Instructions to follow
Write the next part of the article on visceral fat, picking up after its final sentence.
Passage for review START
Lifestyle and genes makes a Difference

Typically, if you are at a healthy weight, you’ll have healthy levels of visceral fat, as well. But genes can predispose a person to being thin and still having a disproportionate amount of visceral fat.

Like overweight people with excess visceral fat, thin people with a genetic tendency to store visceral fat may have higher cholesterol and blood sugar due to insulin resistance.

If a thin person is showing up with unusually high levels of cholesterol and blood sugar, it may be an indication that he or she is storing this kind of fat.

An inactive lifestyle can also lead thin people to store fat viscerally. A study at the British Medical Research Council showed that thin people who maintain their weight through diet alone rather than exercise are more likely to have unhealthy levels of visceral fat.

How Can I Control Visceral Fat?

There are four keys: exercise, diet, sleep, and stress management.

Exercise: Forget spot-reducing. There aren't any moves that specifically target visceral fat. As you lose weight, you lose all types of fat.

But vigorous aerobic exercise has been shown to trim subcutaneous and visceral fat, even fat stores in the liver linked to fatty liver disease. It's also proven to slow the build-up of visceral fat over the years.

In a Duke University study, 30 minutes of vigorous aerobic activity, done four times per week, reduced subcutaneous and visceral abdominal fat. Resistance training alone reduced only subcutaneous fat.

A PhD, who worked on that study, defines "vigorous” as jogging for physically fit people and walking briskly at an incline for obese people who may risk injury by jogging. Workouts of the same intensity on stationary bikes and elliptical or rowing machines are also effective.
Passage for review END
Provided data START
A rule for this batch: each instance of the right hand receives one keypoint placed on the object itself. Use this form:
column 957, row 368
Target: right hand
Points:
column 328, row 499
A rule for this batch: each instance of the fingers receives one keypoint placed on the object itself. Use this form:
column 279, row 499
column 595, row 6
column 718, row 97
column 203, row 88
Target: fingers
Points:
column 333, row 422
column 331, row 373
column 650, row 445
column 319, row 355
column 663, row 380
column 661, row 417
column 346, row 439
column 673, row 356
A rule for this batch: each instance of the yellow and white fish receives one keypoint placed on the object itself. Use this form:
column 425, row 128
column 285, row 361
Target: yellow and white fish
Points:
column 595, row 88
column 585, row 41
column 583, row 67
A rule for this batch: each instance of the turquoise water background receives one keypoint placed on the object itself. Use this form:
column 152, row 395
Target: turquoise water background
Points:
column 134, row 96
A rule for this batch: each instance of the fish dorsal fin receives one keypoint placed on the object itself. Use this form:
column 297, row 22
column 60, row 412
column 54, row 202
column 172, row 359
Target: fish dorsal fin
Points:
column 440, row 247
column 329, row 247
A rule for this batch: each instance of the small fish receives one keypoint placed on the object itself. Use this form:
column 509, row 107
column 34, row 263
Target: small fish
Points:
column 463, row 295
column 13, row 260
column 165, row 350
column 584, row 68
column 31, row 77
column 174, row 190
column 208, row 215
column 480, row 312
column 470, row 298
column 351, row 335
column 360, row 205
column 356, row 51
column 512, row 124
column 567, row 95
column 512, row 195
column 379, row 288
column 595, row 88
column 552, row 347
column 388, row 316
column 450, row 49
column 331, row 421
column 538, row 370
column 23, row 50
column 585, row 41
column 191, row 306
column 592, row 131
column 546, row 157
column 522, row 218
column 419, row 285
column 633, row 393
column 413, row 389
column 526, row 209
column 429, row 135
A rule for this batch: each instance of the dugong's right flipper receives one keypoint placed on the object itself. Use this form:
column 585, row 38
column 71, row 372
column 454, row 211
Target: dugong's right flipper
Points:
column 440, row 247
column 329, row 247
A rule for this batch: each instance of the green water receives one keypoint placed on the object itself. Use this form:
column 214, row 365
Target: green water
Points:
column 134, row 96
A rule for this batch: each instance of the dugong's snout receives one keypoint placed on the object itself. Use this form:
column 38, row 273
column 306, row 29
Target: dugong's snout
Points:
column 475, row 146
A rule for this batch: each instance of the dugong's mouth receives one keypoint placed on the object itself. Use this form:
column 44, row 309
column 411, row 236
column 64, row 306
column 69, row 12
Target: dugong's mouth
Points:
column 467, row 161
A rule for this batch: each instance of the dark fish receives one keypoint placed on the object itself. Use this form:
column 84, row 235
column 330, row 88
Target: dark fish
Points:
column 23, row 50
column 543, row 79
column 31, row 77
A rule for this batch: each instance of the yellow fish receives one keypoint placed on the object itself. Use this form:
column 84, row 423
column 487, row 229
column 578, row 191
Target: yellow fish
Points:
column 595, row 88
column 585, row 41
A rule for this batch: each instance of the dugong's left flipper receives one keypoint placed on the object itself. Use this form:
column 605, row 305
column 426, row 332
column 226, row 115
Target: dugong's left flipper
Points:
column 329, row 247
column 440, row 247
Provided data END
Provided data START
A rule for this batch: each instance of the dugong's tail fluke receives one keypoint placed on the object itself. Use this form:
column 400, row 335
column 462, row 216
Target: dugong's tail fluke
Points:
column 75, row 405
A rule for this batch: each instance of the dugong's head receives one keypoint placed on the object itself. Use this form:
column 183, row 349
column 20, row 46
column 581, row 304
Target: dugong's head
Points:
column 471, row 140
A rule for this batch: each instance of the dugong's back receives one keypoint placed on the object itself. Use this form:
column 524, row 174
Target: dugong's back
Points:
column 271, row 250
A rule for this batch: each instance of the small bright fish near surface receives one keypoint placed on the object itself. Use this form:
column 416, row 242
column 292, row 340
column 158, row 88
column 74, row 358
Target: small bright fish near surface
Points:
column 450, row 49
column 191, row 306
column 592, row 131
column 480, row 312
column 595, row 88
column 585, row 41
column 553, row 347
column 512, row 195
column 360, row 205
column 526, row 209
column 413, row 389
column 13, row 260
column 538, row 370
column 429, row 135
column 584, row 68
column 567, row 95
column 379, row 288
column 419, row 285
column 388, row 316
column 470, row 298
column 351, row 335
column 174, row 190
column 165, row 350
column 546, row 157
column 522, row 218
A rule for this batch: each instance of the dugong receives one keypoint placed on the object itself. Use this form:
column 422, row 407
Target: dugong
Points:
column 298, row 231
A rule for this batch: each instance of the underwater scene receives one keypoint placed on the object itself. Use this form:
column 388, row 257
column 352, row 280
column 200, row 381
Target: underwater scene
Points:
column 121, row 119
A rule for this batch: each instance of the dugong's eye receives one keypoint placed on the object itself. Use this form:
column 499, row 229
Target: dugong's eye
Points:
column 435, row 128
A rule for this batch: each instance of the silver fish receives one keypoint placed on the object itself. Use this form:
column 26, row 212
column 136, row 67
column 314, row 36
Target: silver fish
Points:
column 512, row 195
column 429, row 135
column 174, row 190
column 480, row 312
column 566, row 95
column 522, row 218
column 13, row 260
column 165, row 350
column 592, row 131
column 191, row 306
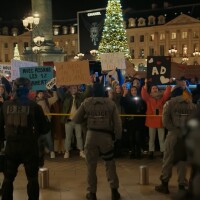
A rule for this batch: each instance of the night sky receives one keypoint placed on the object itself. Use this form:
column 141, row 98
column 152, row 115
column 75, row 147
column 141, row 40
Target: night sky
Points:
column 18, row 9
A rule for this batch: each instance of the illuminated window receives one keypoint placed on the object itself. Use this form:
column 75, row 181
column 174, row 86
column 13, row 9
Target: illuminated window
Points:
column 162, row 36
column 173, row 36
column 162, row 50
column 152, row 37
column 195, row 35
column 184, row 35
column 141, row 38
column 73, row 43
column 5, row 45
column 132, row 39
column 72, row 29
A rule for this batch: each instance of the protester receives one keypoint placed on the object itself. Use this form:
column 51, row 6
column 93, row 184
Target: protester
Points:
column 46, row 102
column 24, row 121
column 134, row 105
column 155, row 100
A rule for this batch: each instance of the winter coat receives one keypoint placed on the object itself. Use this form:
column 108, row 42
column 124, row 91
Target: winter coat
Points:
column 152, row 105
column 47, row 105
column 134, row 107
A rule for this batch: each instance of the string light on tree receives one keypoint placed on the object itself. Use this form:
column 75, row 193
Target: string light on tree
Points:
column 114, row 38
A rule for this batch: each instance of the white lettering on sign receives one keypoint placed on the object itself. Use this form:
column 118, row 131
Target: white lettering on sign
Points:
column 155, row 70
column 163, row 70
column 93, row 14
Provided data END
Provided data START
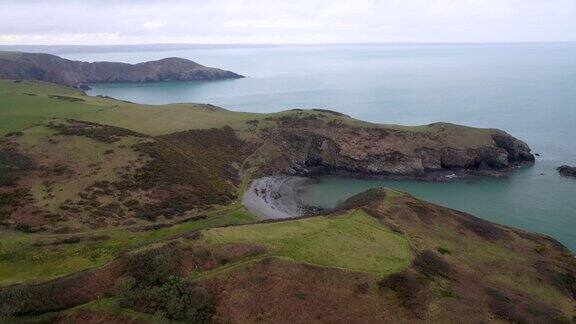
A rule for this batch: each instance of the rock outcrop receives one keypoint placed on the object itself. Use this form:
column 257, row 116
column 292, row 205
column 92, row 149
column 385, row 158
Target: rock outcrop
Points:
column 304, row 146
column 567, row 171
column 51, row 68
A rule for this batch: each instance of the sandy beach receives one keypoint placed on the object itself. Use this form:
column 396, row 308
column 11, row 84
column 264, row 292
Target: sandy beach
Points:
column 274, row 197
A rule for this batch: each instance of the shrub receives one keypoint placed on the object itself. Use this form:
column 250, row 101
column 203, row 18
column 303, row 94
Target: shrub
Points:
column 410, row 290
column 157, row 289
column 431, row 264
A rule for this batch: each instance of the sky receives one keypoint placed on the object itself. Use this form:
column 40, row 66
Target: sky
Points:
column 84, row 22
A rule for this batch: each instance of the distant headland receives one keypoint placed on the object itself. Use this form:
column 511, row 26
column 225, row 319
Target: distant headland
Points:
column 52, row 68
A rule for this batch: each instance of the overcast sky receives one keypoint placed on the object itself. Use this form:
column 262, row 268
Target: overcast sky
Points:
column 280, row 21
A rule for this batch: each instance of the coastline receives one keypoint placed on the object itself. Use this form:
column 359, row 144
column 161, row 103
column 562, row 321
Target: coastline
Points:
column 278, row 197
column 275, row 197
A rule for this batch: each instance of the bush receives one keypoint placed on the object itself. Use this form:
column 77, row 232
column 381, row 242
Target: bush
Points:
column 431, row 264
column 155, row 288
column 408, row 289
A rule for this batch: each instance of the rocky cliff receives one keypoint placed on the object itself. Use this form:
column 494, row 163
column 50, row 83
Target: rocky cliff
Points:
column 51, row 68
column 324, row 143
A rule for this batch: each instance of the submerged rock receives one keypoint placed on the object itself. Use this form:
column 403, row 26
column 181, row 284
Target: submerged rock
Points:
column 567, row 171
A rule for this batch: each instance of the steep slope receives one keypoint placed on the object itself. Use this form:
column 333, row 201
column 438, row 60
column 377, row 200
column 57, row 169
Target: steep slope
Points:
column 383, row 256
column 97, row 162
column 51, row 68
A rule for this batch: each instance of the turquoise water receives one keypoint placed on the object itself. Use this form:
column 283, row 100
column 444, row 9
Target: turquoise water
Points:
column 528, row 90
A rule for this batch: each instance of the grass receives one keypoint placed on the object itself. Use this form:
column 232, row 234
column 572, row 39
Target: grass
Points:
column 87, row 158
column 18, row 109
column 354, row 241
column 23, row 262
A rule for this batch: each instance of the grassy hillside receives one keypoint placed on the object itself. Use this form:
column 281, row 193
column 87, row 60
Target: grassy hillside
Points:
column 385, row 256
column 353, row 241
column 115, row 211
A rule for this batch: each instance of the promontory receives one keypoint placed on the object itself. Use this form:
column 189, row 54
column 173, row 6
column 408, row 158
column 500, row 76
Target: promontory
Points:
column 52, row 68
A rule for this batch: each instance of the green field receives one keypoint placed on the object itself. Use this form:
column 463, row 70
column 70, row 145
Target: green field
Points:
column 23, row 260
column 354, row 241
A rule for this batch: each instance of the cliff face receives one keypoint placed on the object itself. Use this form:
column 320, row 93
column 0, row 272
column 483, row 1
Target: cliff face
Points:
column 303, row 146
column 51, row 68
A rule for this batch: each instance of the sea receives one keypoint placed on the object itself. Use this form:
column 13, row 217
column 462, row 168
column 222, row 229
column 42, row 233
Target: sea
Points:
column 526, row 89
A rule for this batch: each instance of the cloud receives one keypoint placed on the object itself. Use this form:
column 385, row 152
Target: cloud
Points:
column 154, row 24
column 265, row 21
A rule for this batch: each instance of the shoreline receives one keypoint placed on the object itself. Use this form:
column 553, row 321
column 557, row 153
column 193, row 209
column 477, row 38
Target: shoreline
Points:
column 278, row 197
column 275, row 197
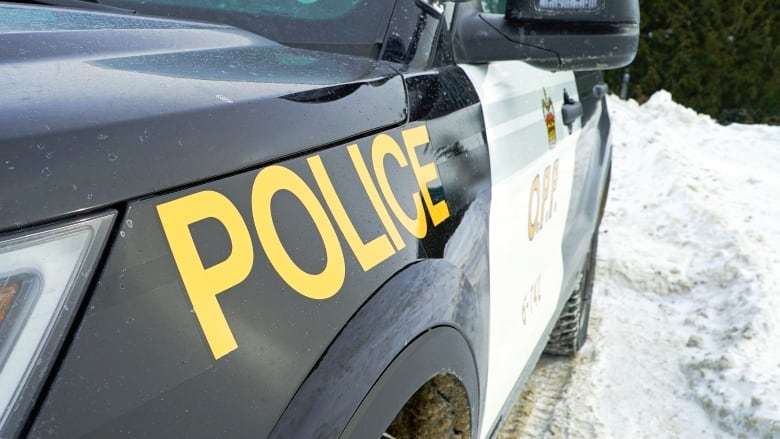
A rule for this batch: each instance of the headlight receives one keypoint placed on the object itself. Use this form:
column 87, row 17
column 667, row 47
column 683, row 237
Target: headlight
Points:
Provided data END
Answer to the exercise
On the flip side, studies show that inactivity leads to greater gathering of visceral fat over time. A lifestyle that includes moderate activity – raising your heart rate for 30 minutes at least three times per week – significantly slows visceral fat gains.

Rake leaves, walk, garden, play soccer with your kids or go to the gym. If you are not active now, check with your doctor or other health care provider before starting a new fitness program.

Diet: There is no diet that targets visceral fat alone. But when you lose weight, belly fat usually goes first.

A fiber-rich diet may also help. Research shows that people who eat 10 grams of soluble fiber per day, without any other diet changes, build up less visceral fat over time than others. That’s two small apples, a cup of green peas, and a half-cup of pinto beans, for example. Even if you kept everything else the same but switched to a higher-fiber bread, you might be able to better maintain your weight over time.